- [Excerpted text]:
+ + +

MicroRNA that blocks bone destruction could offer new therapeutic target for osteoporosis

The molecule, miR-34a, belongs to a family of small molecules called microRNAs (miRNAs) that serve as brakes to help regulate how much of a protein is made, which in turn, determines how cells respond.

UT Southwestern researchers found that mice with higher than normal levels of miR-34a had increased bone mass and reduced bone breakdown. This outcome is achieved because miR-34a blocks the development of bone-destroying cells called osteoclasts, which make the bone less dense and prone to fracture.

“This new finding may lead to the development of miR-34a mimics as a new and better treatment for osteoporosis and cancers that metastasize to the bone,” said senior author Dr. Yihong Wan, Assistant Professor of Pharmacology and member of the UT Southwestern Harold C. Simmons Cancer Center.

Her team found that injecting nanoparticles containing an artificial version, or mimic, of miR-34a into a mouse with post-menopausal osteoporosis decreased  bone loss. “Interestingly, the mouse miR-34a is identical to that in humans, which means that our findings may apply to humans as well,” said Dr. Wan, Virginia Murchison Linthicum Scholar in Medical Research at UT Southwestern.

The study is published online in the journal Nature.

High levels of bone destruction and reduced bone density caused by excessive osteoclasts are characteristic of osteoporosis, a common bone disease in which bones become fragile and susceptible to fracture. This condition disproportionately affects seniors and women, and leads to more than 1.5 million fractures annually.

miR-34a could have an additional therapeutic application, offering protection from bone metastases in a variety of cancers, Dr. Wan noted. Bone metastases happen when cancer cells travel from the primary tumor site to the bone, establishing a new cancer location. Researchers saw that injecting the miR-34a mimic in mice could prevent the metastasis of breast and skin cancer cells specifically to bone, mainly by disarming the metastatic niche in bone.

Co-author Dr. Joshua Mendell, Professor of Molecular Biology at UT Southwestern and member of the UT Southwestern Harold C. Simmons Cancer Center, noted that his laboratory previously showed that miR-34a can directly suppress the growth of cancer cells.

 “We were very excited to see, through this collaborative work with Dr. Wan's group, that miR-34a can also suppress bone metastasis.  Thus, miR-34a-based therapy could provide multiple benefits for cancer patients,” said Dr. Mendell, CPRIT Scholar in Cancer Research. CPRIT is the Cancer Prevention and Research Institute of Texas, which provides voter-approved state funds for groundbreaking cancer research and prevention programs and services in Texas.

+ + +

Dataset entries
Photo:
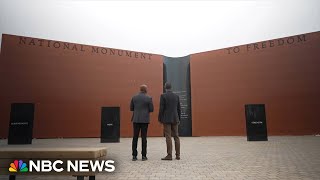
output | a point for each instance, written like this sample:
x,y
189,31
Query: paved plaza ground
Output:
x,y
282,157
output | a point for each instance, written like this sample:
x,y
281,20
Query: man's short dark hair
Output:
x,y
143,88
167,85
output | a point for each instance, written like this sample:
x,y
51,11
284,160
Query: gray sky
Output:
x,y
170,28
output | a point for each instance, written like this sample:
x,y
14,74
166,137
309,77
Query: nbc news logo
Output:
x,y
57,166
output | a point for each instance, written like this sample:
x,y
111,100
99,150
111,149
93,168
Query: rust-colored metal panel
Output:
x,y
283,74
69,83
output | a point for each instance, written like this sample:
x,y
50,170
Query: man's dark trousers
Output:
x,y
137,127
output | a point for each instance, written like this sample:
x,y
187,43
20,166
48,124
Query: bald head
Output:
x,y
143,88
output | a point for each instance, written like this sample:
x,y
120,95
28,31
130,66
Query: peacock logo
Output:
x,y
18,166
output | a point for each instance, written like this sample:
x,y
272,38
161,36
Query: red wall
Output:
x,y
69,87
285,78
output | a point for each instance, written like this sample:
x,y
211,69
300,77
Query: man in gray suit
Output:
x,y
169,116
141,105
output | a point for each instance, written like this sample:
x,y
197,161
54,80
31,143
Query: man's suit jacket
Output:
x,y
170,110
141,105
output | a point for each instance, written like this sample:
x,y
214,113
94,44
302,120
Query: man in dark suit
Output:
x,y
141,105
169,116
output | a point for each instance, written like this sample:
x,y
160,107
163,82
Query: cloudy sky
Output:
x,y
171,28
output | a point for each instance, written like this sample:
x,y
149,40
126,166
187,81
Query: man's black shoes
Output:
x,y
134,158
144,158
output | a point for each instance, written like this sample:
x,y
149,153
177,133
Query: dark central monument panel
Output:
x,y
177,72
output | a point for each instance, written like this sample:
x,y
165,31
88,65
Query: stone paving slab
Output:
x,y
204,158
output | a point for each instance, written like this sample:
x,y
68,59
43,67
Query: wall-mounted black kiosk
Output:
x,y
256,122
21,123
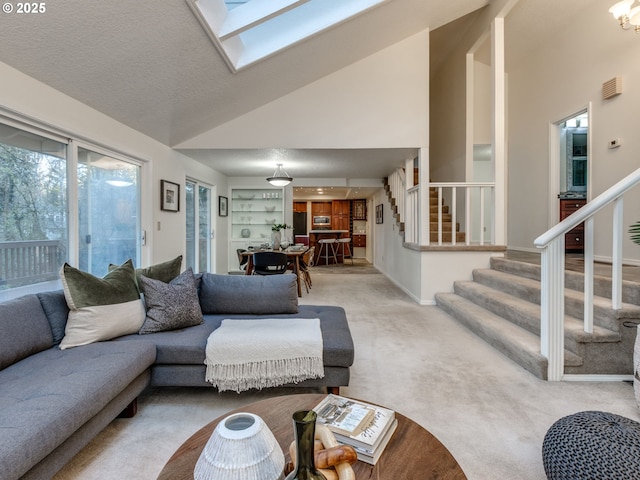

+ + +

- [List of tasks]:
[A] Answer these questions using the article on miR-34a and bone:
(i) What bone-destroying cells does miR-34a block from developing?
(ii) In which journal is the study published online?
(iii) How many fractures does osteoporosis lead to each year?
[B] Extend the article on miR-34a and bone with a few more paragraphs after its final sentence.

- [Replies]:
[A]
(i) Osteoclasts
(ii) Nature
(iii) More than 1.5 million

[B]
Other UT Southwestern researchers involved include Dr. Xian-Jin Xie, Associate Professor of Clinical Sciences and a member of the Harold C. Simmons Cancer Center; Dr. Tsung-Cheng Chang, Assistant Professor of Molecular Biology; and postdoctoral researchers Jing Y. Krzeszinski (lead author), Wei Wei, HoangDinh Huynh, Zixue Jin, and Xunde Wang. The work was carried out in collaboration with Lin He from the University of California at Berkeley, and Lingegowda Mangala, Gabriel Lopez-Berestein and Anil Sood from UT MD Anderson Cancer Center.

UT Southwestern's Harold C. Simmons Cancer Center is the only National Cancer Institute-designated cancer center in North Texas and one of just 66 NCI-designated cancer centers in the nation. It includes 13 major cancer care programs with a focus on treating the whole patient with innovative treatments, while fostering groundbreaking basic research that has the potential to improve patient care and prevention of cancer worldwide. In addition, the Center's education and training programs support and develop the next generation of cancer researchers and clinicians.

About UT Southwestern Medical Center

UT Southwestern, one of the premier academic medical centers in the nation, integrates pioneering biomedical research with exceptional clinical care and education. The institution's faculty includes many distinguished members, including six who have been awarded Nobel Prizes since 1985. Numbering more than 2,700, the faculty is responsible for groundbreaking medical advances and is committed to translating science-driven research quickly to new clinical treatments. UT Southwestern physicians provide medical care in 40 specialties to nearly 91,000 hospitalized patients and oversee more than 2 million outpatient visits a year.